→ **DATA ENTRIES**
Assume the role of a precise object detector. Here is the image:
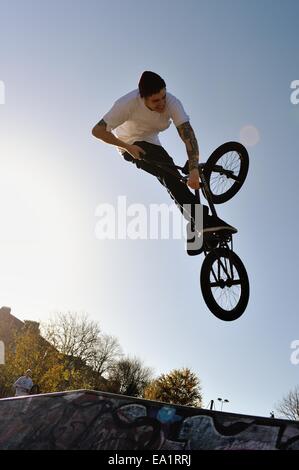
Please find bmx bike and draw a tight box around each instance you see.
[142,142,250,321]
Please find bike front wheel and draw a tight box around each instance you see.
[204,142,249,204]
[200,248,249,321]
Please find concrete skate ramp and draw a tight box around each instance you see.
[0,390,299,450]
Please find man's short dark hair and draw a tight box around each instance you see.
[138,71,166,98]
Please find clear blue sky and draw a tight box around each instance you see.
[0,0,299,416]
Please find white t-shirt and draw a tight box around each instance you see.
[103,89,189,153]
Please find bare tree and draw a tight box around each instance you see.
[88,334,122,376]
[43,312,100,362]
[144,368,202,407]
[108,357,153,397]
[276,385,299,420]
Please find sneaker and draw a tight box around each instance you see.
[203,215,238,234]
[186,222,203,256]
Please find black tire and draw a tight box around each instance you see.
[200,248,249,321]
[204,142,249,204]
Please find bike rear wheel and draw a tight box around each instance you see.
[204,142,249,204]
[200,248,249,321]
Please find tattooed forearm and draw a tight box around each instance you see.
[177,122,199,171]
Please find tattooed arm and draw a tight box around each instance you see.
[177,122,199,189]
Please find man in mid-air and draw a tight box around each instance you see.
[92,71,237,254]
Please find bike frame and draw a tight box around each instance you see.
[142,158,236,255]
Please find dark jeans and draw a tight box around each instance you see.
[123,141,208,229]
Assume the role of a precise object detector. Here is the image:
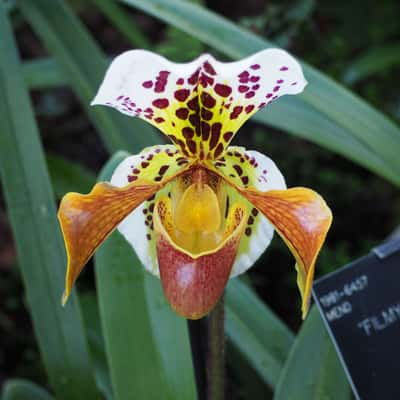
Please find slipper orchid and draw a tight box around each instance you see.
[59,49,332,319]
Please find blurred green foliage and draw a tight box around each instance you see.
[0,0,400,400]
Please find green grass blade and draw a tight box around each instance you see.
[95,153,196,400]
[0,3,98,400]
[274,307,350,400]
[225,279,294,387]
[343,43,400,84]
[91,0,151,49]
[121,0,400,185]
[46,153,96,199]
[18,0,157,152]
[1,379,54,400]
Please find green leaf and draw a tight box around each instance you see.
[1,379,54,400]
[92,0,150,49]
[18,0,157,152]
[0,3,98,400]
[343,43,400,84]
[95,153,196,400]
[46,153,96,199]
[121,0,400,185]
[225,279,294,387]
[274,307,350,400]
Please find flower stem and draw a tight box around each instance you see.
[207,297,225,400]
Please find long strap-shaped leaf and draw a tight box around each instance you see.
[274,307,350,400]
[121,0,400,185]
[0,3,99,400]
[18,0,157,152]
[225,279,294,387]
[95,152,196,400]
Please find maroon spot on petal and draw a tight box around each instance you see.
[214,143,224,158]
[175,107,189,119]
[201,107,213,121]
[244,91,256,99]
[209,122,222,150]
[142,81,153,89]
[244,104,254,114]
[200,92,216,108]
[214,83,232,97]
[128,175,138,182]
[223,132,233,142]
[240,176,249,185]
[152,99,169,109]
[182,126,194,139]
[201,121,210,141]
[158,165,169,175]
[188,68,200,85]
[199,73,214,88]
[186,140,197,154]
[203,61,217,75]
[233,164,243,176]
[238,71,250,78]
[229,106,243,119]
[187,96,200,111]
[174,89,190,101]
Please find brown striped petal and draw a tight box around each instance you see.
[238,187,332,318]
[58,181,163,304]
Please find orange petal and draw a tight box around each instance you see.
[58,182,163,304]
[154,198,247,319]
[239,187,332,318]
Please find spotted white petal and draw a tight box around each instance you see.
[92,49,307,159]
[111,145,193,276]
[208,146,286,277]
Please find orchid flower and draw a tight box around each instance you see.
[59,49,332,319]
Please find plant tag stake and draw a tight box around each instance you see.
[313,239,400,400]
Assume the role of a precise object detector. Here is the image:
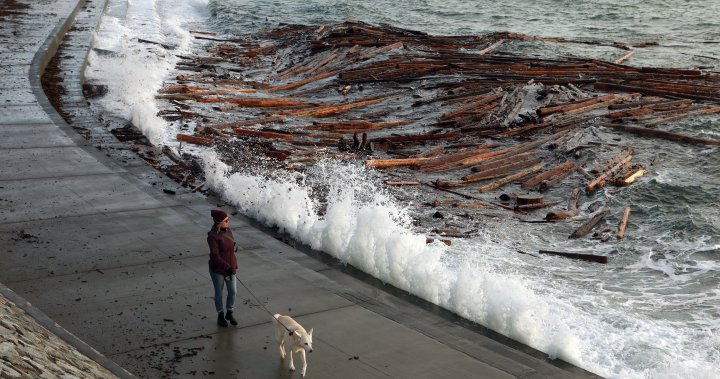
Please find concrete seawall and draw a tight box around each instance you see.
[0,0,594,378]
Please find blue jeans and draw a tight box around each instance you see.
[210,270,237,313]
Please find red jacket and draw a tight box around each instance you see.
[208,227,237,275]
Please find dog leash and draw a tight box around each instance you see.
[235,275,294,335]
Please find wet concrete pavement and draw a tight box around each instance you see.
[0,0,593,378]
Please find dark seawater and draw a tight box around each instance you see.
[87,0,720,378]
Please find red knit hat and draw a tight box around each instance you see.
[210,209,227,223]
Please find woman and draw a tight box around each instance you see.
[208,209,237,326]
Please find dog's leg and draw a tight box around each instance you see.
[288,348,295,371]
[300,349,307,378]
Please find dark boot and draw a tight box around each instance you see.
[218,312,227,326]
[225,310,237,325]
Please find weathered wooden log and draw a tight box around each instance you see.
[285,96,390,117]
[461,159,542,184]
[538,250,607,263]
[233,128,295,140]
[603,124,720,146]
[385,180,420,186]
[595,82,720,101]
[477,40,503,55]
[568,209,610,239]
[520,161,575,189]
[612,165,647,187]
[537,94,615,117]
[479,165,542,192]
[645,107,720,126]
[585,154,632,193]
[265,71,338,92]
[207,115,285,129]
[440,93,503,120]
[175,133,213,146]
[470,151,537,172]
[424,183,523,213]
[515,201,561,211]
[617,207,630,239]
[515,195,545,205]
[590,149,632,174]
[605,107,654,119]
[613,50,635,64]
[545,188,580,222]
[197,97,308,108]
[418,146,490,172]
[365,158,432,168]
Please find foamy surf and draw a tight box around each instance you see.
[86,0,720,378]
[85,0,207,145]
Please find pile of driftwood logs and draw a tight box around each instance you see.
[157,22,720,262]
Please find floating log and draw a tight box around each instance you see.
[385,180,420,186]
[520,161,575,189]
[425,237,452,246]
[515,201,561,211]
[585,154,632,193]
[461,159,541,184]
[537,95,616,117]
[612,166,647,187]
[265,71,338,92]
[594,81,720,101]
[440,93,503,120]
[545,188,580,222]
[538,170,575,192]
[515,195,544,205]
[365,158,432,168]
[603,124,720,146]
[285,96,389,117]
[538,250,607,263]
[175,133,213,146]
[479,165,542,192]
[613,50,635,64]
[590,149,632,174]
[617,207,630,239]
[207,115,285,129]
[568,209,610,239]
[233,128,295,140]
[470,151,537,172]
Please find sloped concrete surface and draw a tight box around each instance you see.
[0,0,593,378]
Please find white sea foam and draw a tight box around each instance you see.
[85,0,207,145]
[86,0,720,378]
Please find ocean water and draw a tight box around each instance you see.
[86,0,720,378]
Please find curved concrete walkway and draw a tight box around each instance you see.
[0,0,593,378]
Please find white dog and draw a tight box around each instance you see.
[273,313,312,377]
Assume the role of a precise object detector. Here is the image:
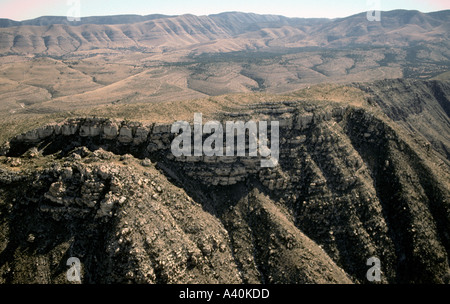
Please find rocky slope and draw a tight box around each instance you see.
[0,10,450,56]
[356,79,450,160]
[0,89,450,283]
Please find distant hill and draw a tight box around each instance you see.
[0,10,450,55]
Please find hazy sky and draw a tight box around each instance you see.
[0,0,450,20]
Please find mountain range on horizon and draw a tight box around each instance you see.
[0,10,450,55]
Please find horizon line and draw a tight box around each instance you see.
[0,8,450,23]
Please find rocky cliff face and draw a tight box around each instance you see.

...

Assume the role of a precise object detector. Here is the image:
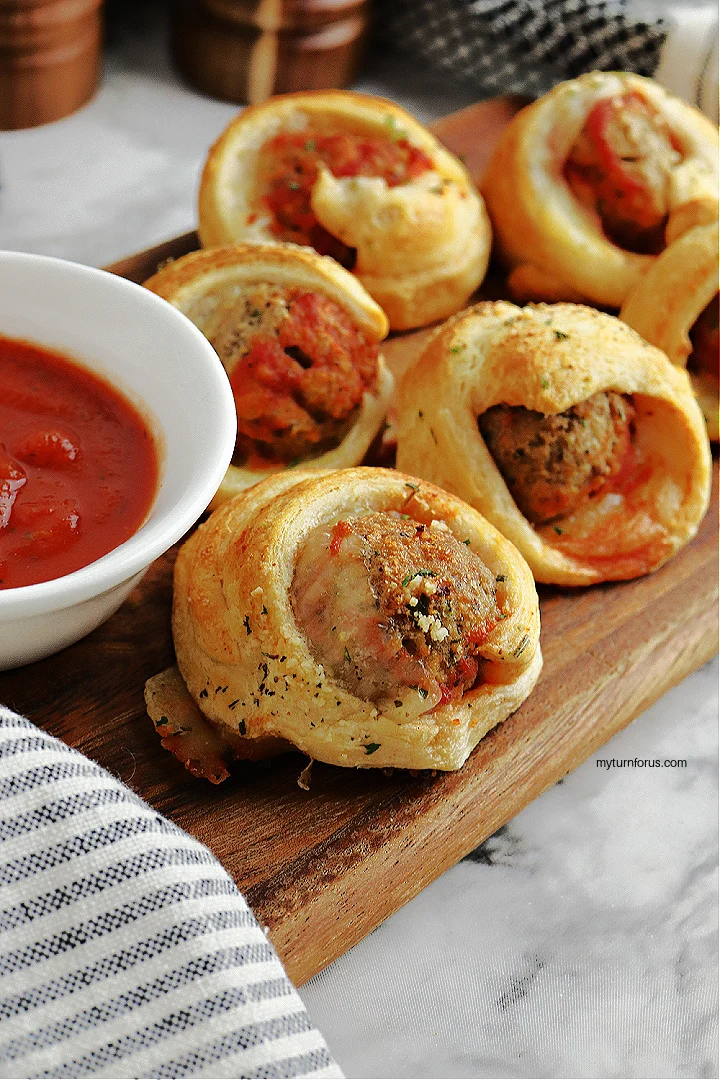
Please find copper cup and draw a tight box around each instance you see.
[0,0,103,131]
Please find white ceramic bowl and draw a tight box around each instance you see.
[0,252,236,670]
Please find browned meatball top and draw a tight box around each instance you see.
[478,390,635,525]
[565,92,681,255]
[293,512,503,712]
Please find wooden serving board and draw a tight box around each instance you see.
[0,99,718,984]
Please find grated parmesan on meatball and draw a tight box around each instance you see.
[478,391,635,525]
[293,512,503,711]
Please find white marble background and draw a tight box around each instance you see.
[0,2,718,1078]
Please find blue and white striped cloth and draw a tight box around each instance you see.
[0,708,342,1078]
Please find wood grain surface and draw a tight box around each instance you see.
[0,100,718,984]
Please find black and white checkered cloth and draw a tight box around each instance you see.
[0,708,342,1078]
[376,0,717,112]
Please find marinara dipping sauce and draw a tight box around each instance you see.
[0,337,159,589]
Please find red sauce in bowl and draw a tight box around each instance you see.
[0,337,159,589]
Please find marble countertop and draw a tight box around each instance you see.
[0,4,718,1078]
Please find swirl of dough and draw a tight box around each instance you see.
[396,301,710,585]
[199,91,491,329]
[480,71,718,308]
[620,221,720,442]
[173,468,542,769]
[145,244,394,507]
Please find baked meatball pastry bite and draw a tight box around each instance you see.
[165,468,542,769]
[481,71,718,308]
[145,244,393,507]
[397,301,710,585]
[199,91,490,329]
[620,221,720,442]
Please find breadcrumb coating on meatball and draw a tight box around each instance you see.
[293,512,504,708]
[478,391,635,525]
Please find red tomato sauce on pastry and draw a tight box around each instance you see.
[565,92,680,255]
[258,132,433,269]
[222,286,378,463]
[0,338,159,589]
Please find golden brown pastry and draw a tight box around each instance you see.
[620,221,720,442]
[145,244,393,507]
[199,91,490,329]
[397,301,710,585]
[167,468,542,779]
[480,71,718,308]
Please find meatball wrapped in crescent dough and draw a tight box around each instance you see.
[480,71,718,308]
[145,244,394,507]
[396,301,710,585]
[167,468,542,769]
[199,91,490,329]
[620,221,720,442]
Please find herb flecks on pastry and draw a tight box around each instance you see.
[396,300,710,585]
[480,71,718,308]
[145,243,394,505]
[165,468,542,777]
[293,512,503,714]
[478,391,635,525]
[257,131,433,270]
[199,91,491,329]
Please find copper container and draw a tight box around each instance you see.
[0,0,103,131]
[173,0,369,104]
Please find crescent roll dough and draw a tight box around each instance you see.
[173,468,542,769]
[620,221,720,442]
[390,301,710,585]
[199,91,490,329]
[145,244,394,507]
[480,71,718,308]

→ **WHAT YOU NEED TO DO**
Copy the material word for word, from the line with "Please find dark boot" to the line with "[157,22,720,262]", including both of those lines.

→ **EXERCISE OUTPUT**
Please find dark boot and draw a tight box around each instance you see.
[218,312,227,326]
[225,310,237,325]
Please find weathered wooden log and draw a tight box around each instance you see.
[285,96,390,117]
[461,159,542,184]
[538,250,607,263]
[233,128,295,140]
[603,124,720,146]
[385,180,420,186]
[595,82,720,101]
[477,40,503,55]
[568,209,610,239]
[520,161,575,189]
[612,165,647,187]
[537,94,615,117]
[479,165,542,192]
[645,107,720,126]
[585,154,632,193]
[265,71,338,92]
[207,115,285,129]
[440,93,503,120]
[175,133,213,146]
[470,151,537,172]
[424,183,523,213]
[515,201,561,211]
[617,207,630,239]
[515,195,545,205]
[590,149,632,174]
[605,107,654,119]
[613,50,635,64]
[545,188,580,222]
[197,97,308,108]
[418,146,490,172]
[365,158,432,168]
Please find foamy surf and draw a tight box around each instance you see.
[86,0,720,378]
[85,0,207,145]
Please find pile of driftwood logs and draw a tight box around each instance you see.
[157,22,720,262]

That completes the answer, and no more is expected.